▸ **Görev 1**
Aşağıdaki (a), (b) ve (c) ifadelerinin sayfa metniyle uyuşup uyuşmadığını her biri için evet ya da hayır diyerek belirtin ve karar veren sözcükleri metinden aynen alıntılayın. (a) İlk altı ayın sonunda BIST Bankacılık Endeksi yüzde 32 yükseldi. (b) Sektör endeksleri arasında en çok gerileyen ulaştırma endeksi oldu. (c) Dolar kuru 3.52 TL seviyesinde bulunuyor.

▸ **Sayfa Metni**

02.07.2017 - 02:30 | Son Güncellenme:
Zeynep Aktaş - zeynep.aktas@gmail.com
Piyasalar ilk yarıyı gelişmekte olan ülkelere yaşanan para girişinin etkisiyle coşkulu kapattı. Endeks haftayı 100.440 puandan tamamladı. Yılbaşına göre 22.301 puan yükselerek...
İlk altı ayın sonunda BIST Bankacılık Endeksi yüzde 32 ve Holding Endeksi yüzde 21 yükseliş kaydetti.
Sektör endeksleri arasında en fazla kazandıran yüzde 52 ile ulaştırma, en çok gerileyen yüzde 0.6 ile spor endeksi oldu. İç politik belirsizliklerin azalması ve yabancı fon girişlerinin devam etmesi kazanımları beraberinde getirdi. İlk yarı sonunda alternatif piyasaların da hareketli olduğu gözleniyor.
Dolar kuru 3.52 TL, faiz ise 11.12 seviyesinde bulunuyor. Yılın ikinci yarısında ise piyasalarda oynaklık artabilir.

▸ **Görev 2**
Girdilerde "point: shirt cuff" ifadesini içeren satırdan başlayıp "column 108, row 42" ifadesini içeren satıra kadar uzanan satırları, iki uç satır da dahil olmak üzere, hiçbir değişiklik yapmadan kopyalayın.

▸ **Kayıtlı Veriler**
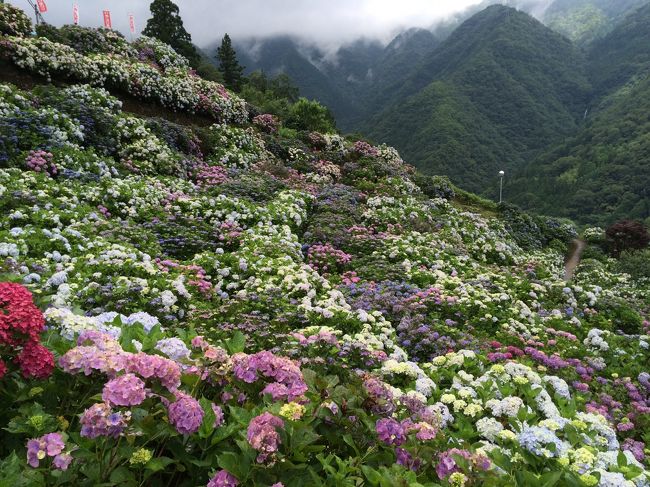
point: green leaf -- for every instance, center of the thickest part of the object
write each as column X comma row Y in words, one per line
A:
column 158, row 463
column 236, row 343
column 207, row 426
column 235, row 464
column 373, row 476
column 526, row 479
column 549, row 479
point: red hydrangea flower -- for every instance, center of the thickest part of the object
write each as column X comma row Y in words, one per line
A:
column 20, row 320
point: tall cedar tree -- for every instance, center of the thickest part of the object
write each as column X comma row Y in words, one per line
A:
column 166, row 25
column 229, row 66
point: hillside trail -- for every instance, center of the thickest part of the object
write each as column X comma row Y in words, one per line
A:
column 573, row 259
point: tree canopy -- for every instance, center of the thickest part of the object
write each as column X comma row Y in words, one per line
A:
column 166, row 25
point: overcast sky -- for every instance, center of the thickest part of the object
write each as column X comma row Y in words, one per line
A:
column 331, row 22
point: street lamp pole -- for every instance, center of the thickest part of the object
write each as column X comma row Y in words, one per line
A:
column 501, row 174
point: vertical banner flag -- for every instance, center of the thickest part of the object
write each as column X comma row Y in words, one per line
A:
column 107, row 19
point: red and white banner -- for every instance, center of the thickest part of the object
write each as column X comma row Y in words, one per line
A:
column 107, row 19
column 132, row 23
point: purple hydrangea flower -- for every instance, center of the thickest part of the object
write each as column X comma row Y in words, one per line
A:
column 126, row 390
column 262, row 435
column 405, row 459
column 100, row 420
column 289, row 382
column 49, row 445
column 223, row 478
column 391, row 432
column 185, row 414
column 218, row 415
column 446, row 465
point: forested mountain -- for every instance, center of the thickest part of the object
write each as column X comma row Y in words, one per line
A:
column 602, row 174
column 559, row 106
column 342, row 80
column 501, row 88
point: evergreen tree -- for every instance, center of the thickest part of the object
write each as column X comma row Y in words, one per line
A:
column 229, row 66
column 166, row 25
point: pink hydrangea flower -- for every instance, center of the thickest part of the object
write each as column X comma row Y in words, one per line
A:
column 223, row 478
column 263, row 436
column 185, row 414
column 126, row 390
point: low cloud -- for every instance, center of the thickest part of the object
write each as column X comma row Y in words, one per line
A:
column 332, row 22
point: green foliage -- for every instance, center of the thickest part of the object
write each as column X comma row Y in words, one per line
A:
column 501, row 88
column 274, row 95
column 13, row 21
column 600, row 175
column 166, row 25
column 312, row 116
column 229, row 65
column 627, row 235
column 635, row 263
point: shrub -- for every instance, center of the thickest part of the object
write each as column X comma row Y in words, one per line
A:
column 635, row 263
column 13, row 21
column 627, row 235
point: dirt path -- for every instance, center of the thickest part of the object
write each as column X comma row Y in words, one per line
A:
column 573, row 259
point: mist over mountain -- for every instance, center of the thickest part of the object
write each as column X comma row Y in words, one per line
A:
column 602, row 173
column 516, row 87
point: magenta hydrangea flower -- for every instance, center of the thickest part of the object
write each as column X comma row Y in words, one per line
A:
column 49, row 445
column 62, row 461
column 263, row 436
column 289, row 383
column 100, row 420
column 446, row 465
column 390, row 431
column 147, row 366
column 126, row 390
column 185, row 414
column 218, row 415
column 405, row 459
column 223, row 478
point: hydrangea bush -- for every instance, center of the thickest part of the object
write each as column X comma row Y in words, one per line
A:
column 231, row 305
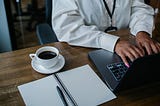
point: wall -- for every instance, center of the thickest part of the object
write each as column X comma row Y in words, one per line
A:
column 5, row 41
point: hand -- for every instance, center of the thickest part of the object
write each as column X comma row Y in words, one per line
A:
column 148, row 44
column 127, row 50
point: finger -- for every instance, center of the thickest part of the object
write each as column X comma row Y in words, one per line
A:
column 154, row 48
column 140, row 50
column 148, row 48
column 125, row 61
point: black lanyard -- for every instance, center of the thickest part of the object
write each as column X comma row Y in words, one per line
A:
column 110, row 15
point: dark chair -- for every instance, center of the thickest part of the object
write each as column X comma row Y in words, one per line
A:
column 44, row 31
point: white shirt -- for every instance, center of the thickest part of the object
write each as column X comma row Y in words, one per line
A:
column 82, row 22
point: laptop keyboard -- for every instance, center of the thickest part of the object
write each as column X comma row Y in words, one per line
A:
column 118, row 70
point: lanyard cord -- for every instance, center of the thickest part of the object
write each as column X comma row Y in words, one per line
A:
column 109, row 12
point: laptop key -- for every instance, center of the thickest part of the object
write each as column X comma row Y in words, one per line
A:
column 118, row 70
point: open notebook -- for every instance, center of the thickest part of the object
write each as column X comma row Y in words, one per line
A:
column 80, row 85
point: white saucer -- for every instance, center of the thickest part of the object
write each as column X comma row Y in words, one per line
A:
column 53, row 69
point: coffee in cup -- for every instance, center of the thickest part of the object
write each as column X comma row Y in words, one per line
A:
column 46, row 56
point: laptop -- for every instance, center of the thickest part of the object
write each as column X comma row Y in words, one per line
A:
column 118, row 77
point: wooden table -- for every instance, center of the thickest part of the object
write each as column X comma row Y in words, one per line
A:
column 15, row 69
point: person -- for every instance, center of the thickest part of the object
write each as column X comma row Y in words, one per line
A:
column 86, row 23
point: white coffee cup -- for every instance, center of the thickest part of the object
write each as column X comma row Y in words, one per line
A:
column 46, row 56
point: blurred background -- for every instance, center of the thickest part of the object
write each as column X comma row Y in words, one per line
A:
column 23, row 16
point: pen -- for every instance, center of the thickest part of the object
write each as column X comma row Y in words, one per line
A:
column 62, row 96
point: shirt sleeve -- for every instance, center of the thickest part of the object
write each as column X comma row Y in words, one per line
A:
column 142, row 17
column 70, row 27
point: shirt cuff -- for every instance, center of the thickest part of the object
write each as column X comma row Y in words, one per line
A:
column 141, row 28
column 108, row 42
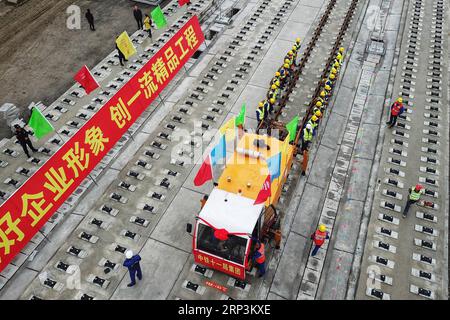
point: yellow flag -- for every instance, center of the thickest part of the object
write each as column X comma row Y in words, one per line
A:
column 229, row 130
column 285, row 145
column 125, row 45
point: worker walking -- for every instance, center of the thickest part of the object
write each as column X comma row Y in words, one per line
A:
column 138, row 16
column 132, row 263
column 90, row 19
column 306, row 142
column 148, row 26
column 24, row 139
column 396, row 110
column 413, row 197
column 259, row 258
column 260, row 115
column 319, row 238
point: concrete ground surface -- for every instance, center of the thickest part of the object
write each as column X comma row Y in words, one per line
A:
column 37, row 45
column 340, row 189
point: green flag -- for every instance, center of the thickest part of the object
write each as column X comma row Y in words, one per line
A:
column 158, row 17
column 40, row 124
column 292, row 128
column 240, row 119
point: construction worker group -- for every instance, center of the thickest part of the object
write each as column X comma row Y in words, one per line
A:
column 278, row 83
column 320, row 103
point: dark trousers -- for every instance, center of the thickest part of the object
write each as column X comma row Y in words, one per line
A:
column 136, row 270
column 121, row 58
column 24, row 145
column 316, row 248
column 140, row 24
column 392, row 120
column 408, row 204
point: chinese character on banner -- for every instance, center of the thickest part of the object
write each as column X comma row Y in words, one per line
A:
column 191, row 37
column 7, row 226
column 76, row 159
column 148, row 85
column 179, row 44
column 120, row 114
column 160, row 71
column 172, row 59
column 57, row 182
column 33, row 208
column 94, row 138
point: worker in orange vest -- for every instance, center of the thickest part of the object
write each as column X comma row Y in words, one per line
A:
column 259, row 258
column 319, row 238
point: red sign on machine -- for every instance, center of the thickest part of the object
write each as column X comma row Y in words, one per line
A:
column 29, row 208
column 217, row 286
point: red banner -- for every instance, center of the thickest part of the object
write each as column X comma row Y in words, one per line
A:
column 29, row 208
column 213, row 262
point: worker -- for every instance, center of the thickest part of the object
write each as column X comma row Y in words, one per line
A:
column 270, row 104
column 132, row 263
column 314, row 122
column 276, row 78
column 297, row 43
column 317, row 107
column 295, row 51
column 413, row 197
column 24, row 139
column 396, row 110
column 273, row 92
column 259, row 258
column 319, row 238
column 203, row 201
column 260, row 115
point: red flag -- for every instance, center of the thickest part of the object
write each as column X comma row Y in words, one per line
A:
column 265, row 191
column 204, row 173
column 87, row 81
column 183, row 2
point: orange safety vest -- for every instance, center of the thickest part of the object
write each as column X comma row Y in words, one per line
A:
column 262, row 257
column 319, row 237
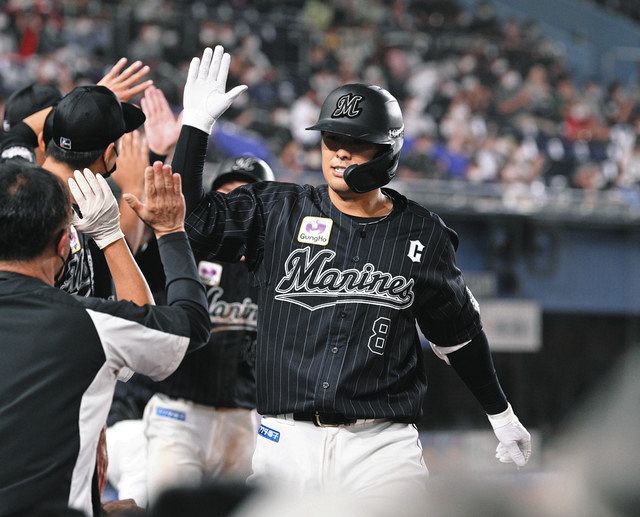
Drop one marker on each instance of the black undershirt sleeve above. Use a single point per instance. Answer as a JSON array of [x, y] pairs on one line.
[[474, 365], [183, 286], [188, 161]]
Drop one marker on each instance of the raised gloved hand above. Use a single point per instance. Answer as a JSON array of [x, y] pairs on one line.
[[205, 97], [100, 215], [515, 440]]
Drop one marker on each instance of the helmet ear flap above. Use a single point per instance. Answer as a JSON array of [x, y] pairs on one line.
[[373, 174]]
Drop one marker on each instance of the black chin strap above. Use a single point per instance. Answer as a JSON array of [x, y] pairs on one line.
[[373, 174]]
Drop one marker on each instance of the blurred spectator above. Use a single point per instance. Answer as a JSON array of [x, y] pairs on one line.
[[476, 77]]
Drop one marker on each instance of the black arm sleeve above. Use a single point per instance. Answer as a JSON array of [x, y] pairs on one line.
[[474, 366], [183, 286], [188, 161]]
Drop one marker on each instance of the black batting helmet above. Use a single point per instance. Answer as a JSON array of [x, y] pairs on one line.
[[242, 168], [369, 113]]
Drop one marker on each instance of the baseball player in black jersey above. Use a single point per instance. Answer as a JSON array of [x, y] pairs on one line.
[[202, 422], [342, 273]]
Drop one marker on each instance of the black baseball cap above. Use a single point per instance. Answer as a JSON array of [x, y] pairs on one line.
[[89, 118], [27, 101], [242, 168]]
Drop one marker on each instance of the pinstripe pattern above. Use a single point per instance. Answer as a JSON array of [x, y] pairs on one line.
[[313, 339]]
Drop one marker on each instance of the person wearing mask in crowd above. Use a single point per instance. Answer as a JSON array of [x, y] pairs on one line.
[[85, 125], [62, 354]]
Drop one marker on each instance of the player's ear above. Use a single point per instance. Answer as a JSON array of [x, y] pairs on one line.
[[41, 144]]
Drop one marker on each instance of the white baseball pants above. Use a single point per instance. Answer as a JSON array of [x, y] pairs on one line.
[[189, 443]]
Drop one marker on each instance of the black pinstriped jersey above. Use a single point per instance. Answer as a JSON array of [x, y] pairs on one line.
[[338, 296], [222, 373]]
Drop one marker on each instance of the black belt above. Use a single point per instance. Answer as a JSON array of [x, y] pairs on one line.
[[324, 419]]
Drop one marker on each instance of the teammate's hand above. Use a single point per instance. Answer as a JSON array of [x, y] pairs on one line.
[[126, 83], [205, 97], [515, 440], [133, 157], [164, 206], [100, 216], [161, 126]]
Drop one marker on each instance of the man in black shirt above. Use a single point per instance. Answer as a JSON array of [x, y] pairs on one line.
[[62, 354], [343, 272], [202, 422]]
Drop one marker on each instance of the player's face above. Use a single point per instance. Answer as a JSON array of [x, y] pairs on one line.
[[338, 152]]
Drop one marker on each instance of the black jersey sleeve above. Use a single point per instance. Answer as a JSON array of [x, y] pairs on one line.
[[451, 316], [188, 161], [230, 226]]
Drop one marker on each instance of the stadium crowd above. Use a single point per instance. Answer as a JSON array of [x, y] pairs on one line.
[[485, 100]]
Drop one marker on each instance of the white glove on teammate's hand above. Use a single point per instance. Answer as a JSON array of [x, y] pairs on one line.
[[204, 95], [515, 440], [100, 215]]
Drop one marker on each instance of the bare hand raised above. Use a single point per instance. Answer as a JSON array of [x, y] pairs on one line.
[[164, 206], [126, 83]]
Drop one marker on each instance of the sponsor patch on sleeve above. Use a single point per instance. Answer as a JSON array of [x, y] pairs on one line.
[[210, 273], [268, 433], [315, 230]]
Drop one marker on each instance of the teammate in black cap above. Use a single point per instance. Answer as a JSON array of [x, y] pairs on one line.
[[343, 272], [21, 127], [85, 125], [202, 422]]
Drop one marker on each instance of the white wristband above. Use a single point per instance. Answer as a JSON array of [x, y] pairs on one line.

▸ **Alıştırma Çıktısı 1**
(a) Evet: "BIST Bankacılık Endeksi yüzde 32"
(b) Hayır: "en fazla kazandıran yüzde 52 ile ulaştırma, en çok gerileyen yüzde 0.6 ile spor endeksi oldu"
(c) Evet: "Dolar kuru 3.52 TL"

▸ **Alıştırma Çıktısı 2**
point: shirt cuff -- for every instance, center of the thickest part of the object
write each as column X comma row Y in words, one per line
A:
column 141, row 28
column 108, row 42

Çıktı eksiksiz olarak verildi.